> **ANFORDERUNG**
Welcher Betrag der 53 Mrd. Euro, die die Euro-Länder im Rahmen des ersten Hilfepakets für Griechenland gezahlt haben, kam laut dem Artikel über die Griechenland-Verhandlungen aus Deutschland?

> **ARTIKEL**
──────

Diplomaten hingegen erwarten erst nach den US-Wahlen am 6. November einen Bericht. Man wolle Erdbeben in der Weltwirtschaft vor dem US-Urnengang verhindern, hieß es in Brüssel.

In Griechenland gab es unterschiedliche Äußerungen dazu. "Es gab einige Fortschritte, es bleibt noch eine Finanzierungslücke, aber es gibt neue Ideen, wie die gedeckt werden kann", sagte ein Regierungsvertreter in Athen nach den Gesprächen mit den Troika-Experten am Donnerstagabend. Es sei schon in Kürze eine endgültige Einigung möglich, so dass die Troika-Experten dann abreisen und ihren Schlussbericht verfassen könnten, sagte er. Es hatte zuvor in Regierungskreisen aber auch Stimmen gegeben, nach denen eine Einigung noch etwas Zeit erfordere. Kommt es tatsächlich zu einer schnellen Verständigung, könnten die Euro-Finanzminister bereits am 8. Oktober den Bericht abschließend behandeln.

Weiterer Schuldenschnitt ausgeschlossen

Ein erneuter Forderungsverzicht der Gläubiger ist für die deutsche Regierung nach eigenen Angaben kein Thema. Der Sprecher des Finanzministeriums Martin Kotthaus verwies auf das zweite Hilfspaket für Griechenland, um das es bei den aktuellen Verhandlungen geht. "Darüber hinaus gibt es für mich keinerlei Anlass, mich an irgendwelchen Spekulation über irgendeinen weiteren Schuldenschnitt und Ahnliches mehr zu beteiligen", sagte er. Gleichentags wies die EU-Kommission Spekulationen zurück, wonach sie mit dem krisengeschüttelten Spanien in Hinterzimmern ein neues Hilfsprogramm auslote. Die "Financial Times Deutschland" hatte zuvor unter Berufung auf Eurozonenkreise berichtet, bei Erwägungen zu einem neuerlichen Schuldenerlass habe man vor allem die bilateralen Hilfen von Euro-Mitgliedsländern für Griechenland im Rahmen des ersten Hilfepakets im Blick. In diesem Rahmen haben die Euro-Länder zusammen 53 Mrd. Euro gezahlt. Davon kamen 15,2 Mrd. Euro aus Deutschland.

──────

> **ZEILENAUSZÜGE**
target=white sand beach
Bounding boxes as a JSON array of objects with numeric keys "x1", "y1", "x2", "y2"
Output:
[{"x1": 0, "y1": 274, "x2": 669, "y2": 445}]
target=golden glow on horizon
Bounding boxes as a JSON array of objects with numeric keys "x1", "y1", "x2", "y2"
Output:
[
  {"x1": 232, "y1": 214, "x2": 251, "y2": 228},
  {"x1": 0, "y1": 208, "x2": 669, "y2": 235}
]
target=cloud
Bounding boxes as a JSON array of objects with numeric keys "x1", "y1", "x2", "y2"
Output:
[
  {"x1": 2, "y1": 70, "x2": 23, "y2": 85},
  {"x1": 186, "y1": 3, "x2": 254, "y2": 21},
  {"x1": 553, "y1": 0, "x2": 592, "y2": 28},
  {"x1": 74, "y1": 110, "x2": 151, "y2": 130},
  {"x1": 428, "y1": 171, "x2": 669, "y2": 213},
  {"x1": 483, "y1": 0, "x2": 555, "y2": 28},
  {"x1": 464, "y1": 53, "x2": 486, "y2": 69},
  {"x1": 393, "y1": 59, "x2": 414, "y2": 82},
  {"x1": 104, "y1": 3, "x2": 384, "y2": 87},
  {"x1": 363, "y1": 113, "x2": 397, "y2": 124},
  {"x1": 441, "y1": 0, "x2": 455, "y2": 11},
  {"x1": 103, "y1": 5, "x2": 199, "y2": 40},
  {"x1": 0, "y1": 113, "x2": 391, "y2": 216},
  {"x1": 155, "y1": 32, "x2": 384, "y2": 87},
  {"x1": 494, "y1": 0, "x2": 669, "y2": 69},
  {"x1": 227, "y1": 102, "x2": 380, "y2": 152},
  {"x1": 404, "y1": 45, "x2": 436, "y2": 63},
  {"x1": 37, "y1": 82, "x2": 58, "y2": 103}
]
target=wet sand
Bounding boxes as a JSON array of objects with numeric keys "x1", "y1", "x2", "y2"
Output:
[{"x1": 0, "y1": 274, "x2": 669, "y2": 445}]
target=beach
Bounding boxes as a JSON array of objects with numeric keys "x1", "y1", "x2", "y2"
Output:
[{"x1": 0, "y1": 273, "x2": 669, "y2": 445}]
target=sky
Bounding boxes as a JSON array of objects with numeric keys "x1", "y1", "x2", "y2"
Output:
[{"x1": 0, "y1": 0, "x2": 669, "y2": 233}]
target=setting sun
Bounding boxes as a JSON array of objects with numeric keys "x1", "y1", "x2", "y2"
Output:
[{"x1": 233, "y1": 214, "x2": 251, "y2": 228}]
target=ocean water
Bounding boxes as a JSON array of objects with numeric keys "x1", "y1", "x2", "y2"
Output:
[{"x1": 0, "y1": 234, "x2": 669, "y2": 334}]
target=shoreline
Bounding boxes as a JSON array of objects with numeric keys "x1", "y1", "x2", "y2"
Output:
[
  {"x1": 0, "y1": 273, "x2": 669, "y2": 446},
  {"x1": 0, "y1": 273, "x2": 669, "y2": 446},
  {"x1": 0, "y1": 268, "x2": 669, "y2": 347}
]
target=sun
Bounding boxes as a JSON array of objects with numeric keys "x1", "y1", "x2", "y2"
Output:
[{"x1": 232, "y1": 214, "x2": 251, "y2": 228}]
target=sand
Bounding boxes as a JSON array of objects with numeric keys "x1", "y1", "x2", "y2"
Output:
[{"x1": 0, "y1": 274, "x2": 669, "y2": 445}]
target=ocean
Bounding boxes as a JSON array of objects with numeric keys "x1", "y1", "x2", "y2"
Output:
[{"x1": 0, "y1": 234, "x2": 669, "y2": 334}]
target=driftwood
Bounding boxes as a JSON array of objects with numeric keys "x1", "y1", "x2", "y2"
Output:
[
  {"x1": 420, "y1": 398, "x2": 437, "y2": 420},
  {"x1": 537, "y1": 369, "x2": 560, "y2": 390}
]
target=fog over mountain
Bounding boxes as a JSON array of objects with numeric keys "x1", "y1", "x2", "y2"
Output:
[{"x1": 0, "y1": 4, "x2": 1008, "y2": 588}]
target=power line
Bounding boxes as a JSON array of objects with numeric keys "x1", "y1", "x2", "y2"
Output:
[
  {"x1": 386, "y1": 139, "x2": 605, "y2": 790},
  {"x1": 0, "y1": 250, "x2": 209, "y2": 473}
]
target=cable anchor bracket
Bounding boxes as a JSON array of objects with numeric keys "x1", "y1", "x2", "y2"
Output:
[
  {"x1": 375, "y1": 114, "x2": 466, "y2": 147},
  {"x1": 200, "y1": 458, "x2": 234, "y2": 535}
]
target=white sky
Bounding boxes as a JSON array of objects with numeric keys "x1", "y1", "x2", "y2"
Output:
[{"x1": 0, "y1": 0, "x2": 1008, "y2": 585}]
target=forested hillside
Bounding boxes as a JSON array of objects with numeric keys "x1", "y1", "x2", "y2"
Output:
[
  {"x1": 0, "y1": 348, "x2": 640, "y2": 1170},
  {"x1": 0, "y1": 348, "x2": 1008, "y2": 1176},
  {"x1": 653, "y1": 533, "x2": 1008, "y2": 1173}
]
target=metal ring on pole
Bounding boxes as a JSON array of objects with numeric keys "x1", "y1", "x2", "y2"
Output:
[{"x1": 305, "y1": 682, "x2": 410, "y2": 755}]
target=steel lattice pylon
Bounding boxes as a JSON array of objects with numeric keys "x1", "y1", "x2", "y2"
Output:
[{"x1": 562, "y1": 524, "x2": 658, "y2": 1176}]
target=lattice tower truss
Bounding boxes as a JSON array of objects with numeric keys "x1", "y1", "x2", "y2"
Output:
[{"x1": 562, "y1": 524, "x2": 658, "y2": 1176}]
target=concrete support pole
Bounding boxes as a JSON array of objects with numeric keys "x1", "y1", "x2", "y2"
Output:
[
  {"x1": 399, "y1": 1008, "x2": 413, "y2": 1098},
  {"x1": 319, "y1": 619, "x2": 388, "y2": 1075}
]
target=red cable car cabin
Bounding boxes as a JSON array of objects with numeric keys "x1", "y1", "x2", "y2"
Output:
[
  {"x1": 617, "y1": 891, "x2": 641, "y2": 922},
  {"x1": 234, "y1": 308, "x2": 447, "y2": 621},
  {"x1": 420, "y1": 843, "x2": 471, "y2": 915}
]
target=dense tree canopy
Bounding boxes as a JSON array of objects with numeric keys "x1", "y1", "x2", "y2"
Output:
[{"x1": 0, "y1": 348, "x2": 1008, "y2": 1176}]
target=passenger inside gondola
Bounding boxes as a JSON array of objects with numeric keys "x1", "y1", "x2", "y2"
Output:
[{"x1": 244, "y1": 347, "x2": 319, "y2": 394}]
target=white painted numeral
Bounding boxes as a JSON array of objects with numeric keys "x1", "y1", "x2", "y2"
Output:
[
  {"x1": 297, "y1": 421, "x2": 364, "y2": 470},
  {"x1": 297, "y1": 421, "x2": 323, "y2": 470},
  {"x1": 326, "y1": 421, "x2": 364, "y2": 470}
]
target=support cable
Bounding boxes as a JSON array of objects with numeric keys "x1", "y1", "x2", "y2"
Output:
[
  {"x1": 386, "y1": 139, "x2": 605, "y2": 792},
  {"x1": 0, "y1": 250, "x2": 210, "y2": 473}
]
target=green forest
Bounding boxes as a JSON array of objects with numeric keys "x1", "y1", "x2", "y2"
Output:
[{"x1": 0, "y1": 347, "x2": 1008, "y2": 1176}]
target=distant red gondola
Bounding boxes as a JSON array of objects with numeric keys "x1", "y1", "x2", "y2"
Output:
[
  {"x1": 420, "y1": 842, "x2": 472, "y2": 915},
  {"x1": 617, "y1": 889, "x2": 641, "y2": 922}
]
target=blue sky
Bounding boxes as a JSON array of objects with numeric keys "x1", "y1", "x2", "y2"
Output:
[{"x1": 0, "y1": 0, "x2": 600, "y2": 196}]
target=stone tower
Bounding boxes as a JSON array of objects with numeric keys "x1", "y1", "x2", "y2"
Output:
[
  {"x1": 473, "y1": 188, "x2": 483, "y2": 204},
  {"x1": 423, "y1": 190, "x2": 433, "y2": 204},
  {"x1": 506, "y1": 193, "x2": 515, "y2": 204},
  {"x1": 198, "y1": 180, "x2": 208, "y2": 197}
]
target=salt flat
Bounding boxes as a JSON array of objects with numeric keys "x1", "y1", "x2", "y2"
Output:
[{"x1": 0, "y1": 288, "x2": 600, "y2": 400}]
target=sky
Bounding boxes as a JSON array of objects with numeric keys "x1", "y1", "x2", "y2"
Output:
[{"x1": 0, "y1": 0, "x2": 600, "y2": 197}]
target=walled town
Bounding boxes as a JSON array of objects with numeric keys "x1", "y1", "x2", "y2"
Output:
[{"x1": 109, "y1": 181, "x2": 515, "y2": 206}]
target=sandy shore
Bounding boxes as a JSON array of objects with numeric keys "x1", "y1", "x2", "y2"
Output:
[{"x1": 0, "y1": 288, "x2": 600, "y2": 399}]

──────

> **ANTWORT**
15,2 Mrd. Euro.